## Supplied data

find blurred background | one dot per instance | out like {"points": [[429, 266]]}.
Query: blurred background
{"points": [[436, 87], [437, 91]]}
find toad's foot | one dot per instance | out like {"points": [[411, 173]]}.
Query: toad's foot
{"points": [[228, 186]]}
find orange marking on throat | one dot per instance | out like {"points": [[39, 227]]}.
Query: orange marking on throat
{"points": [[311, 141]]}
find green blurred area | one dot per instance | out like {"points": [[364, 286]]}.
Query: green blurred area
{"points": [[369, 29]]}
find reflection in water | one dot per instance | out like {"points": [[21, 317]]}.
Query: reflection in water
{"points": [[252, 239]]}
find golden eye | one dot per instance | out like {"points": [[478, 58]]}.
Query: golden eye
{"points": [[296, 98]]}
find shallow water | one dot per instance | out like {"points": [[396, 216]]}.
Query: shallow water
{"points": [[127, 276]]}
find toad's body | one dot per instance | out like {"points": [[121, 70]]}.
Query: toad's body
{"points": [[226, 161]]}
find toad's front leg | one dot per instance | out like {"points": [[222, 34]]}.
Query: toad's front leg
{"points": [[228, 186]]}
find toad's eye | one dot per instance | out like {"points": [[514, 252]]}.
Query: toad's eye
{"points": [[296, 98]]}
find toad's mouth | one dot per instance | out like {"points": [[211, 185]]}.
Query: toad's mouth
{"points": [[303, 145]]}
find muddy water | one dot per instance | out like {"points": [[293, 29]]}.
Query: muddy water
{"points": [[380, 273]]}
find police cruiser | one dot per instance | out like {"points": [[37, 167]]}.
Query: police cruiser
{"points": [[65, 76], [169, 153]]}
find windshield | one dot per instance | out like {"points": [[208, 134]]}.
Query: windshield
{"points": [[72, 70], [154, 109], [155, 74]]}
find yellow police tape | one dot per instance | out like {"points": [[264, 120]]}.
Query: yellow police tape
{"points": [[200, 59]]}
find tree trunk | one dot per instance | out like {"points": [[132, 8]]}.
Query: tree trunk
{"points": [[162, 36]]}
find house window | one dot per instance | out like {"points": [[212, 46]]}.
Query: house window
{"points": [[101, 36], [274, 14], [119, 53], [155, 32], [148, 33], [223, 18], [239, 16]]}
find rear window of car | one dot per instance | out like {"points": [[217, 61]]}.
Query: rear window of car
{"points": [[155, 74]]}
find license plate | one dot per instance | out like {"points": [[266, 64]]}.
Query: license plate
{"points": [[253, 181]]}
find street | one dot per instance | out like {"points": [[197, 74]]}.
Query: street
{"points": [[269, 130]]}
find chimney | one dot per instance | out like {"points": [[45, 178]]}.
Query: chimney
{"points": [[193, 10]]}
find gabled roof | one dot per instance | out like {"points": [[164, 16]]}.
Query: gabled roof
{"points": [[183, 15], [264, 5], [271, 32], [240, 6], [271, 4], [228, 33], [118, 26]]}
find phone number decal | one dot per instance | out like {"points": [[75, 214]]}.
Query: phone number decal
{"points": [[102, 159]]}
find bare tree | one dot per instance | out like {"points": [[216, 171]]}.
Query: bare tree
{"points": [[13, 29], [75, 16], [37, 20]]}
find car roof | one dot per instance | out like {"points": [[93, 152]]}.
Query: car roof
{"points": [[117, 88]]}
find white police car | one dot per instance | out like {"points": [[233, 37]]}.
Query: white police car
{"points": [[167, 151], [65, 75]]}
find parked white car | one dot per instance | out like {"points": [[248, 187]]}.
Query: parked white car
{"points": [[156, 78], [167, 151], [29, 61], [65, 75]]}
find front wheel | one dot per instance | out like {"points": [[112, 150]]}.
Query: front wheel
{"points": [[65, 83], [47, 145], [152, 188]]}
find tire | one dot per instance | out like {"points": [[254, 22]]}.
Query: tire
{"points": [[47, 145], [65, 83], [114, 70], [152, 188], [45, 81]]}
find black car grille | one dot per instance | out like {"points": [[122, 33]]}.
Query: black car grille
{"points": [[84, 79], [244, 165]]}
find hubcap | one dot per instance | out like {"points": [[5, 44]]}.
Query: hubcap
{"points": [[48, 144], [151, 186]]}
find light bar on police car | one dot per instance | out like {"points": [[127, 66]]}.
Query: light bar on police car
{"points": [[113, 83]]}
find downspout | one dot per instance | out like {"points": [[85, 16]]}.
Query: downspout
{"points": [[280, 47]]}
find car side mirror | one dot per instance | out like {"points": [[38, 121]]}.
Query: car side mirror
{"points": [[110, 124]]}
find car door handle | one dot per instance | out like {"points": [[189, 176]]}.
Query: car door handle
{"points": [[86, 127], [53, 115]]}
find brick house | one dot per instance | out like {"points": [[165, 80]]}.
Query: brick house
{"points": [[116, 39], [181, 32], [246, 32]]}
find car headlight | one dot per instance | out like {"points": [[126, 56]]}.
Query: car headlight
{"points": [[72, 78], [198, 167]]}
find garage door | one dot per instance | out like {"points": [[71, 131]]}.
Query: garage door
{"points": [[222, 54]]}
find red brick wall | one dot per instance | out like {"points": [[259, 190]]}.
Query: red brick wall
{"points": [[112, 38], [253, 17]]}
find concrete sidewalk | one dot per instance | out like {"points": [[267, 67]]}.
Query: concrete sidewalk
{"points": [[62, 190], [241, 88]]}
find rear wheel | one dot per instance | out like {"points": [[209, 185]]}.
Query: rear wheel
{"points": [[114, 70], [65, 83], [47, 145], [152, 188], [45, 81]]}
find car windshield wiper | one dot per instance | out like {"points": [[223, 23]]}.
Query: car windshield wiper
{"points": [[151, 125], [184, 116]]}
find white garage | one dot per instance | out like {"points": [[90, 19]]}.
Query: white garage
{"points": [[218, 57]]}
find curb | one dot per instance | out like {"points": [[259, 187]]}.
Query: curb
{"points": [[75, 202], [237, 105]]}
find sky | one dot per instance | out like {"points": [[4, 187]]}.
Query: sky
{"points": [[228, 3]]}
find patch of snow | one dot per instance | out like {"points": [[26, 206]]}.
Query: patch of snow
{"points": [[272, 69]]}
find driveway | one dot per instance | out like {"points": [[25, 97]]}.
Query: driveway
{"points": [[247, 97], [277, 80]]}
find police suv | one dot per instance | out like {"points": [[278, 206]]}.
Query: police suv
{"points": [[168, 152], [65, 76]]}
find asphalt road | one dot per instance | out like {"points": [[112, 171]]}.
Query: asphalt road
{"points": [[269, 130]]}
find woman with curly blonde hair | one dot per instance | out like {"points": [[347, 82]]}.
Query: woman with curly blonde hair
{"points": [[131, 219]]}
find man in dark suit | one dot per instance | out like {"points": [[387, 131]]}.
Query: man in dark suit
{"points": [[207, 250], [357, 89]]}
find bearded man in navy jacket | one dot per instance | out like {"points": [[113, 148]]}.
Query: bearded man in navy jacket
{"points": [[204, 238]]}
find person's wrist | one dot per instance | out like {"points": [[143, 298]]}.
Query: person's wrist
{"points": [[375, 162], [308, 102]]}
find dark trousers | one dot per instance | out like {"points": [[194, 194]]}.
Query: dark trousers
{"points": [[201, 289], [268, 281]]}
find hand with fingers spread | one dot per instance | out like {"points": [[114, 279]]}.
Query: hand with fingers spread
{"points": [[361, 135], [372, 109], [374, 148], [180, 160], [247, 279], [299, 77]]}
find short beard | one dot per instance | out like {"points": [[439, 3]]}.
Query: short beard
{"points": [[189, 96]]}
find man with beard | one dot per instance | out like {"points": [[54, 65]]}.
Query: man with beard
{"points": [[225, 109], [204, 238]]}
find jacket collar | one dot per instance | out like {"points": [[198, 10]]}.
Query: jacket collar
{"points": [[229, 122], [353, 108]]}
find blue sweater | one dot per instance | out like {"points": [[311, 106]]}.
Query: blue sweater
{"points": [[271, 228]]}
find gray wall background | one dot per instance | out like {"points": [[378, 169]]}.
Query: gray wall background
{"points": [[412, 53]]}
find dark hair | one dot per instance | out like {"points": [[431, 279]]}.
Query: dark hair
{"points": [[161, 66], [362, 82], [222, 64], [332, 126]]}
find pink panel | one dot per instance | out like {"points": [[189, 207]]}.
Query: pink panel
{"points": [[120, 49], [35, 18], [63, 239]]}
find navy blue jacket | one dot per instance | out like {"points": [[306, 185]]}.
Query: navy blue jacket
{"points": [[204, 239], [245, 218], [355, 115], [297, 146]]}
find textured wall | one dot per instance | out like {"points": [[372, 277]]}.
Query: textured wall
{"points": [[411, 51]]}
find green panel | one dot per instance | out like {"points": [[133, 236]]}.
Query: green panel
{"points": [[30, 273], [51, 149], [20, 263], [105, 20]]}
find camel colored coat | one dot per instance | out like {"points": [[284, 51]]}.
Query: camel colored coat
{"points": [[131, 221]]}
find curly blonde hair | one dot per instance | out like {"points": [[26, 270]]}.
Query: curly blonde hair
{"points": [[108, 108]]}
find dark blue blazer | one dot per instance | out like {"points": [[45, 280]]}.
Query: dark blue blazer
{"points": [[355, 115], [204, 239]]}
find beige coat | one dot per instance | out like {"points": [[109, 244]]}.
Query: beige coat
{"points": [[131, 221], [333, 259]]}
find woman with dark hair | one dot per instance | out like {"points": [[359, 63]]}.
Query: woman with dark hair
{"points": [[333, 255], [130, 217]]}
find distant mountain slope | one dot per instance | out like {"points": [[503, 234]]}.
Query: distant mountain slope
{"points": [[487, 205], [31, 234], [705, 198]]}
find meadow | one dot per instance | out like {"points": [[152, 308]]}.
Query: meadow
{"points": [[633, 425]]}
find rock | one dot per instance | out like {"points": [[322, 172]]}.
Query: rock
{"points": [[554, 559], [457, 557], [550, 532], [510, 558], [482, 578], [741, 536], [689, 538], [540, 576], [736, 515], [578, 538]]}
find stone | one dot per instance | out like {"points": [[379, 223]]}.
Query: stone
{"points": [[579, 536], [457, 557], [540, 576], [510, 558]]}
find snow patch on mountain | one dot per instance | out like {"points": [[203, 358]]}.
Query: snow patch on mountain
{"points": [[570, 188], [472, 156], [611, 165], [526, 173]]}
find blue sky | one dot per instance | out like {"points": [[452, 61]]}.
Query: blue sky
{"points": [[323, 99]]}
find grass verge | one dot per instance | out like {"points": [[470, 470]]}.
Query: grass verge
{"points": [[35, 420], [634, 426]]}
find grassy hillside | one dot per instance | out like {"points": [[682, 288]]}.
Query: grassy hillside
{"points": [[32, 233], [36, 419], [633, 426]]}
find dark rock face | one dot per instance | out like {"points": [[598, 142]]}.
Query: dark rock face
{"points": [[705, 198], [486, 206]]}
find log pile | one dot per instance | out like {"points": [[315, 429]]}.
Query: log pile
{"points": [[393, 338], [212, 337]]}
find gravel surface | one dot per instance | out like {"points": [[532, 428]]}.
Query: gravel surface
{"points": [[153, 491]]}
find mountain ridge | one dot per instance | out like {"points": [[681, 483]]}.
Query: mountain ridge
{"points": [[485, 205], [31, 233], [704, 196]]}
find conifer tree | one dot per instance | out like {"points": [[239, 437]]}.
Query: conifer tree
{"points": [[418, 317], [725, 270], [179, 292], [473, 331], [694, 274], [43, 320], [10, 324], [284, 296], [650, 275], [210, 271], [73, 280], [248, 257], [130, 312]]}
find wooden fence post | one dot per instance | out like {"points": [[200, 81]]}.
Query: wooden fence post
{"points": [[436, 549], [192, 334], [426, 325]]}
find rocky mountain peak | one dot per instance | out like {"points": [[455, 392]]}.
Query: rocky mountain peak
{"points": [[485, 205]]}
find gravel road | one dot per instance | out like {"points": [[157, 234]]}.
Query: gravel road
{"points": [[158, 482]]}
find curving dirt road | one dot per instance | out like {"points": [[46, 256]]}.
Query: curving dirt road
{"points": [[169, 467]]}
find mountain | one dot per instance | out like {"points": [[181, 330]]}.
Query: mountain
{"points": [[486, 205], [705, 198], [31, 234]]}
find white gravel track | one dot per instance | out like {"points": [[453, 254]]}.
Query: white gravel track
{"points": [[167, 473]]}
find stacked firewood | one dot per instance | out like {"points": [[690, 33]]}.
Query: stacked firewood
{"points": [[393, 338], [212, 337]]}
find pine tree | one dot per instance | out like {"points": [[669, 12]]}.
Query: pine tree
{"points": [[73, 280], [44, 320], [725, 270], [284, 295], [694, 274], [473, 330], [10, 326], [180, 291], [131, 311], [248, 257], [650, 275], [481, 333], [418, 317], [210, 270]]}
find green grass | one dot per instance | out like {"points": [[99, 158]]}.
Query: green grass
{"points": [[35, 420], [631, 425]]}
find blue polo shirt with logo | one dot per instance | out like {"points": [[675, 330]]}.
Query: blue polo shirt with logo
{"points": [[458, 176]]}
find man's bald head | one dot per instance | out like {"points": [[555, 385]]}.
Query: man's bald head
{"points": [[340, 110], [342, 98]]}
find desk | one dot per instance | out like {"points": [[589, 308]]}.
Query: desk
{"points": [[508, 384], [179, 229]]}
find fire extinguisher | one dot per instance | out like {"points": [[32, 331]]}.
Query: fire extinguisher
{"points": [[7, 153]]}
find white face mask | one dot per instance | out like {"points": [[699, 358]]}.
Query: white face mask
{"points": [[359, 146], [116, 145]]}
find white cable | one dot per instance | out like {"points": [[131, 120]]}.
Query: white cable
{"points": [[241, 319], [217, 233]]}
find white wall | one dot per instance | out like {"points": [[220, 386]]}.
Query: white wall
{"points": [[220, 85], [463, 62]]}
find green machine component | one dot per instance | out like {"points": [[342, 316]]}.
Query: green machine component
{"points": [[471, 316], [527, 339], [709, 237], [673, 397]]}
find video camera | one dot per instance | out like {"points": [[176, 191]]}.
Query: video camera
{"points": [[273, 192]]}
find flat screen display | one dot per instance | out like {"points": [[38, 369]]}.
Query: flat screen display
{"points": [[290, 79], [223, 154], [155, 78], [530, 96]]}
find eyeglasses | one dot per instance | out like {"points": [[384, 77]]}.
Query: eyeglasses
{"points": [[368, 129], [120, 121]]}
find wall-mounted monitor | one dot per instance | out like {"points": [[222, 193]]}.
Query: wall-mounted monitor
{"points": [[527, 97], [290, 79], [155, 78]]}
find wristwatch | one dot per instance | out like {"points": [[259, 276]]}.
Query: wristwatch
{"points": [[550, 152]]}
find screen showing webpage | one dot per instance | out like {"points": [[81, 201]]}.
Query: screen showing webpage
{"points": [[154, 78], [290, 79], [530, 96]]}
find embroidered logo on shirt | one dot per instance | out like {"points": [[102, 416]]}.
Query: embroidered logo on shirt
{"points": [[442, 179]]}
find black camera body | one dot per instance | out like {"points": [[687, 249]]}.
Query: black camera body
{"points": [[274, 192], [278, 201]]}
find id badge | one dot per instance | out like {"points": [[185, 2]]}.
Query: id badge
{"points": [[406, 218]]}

## What to work on
Transcribe only the trailing portion of the entries above: the line that contains "find white cable" and each line after it.

## Exercise response
find white cable | one dot per instance | out like {"points": [[131, 120]]}.
Query: white cable
{"points": [[241, 319], [217, 233]]}
find white wall | one dot per instance | out like {"points": [[220, 386]]}.
Query: white wall
{"points": [[220, 85], [463, 62]]}
find green machine component | one dot per instance | out like {"points": [[342, 316]]}.
Query: green machine component
{"points": [[471, 316], [527, 339], [709, 237], [673, 397]]}
find video camera | one dot per instance | out like {"points": [[176, 191]]}.
Query: video camera
{"points": [[273, 192]]}
find flat screen display | one dot per instance | out like {"points": [[38, 369]]}.
Query: flat screen display
{"points": [[290, 79], [223, 154], [155, 78], [530, 96]]}
find eyeglasses | one dot per instance | out like {"points": [[384, 77]]}.
Query: eyeglasses
{"points": [[368, 129], [120, 121]]}
find wall-mounted monitor | one dot per instance | out like {"points": [[222, 193]]}.
Query: wall-mounted monitor
{"points": [[527, 97], [290, 79], [155, 78]]}
find wristwatch | one dot per instance | out like {"points": [[259, 276]]}.
Query: wristwatch
{"points": [[550, 152]]}
find screen showing webpage | one dot per instance | out like {"points": [[81, 201]]}.
Query: screen showing webpage
{"points": [[154, 78], [290, 79], [530, 96]]}
find embroidered logo on shirt | one dot per instance | out like {"points": [[102, 416]]}.
Query: embroidered logo on shirt
{"points": [[442, 179]]}
find black camera body | one dot per instance | out like {"points": [[687, 249]]}.
Query: black camera body
{"points": [[274, 192], [278, 201]]}
find id badge | one dot per instance | out like {"points": [[185, 2]]}.
Query: id badge
{"points": [[406, 218]]}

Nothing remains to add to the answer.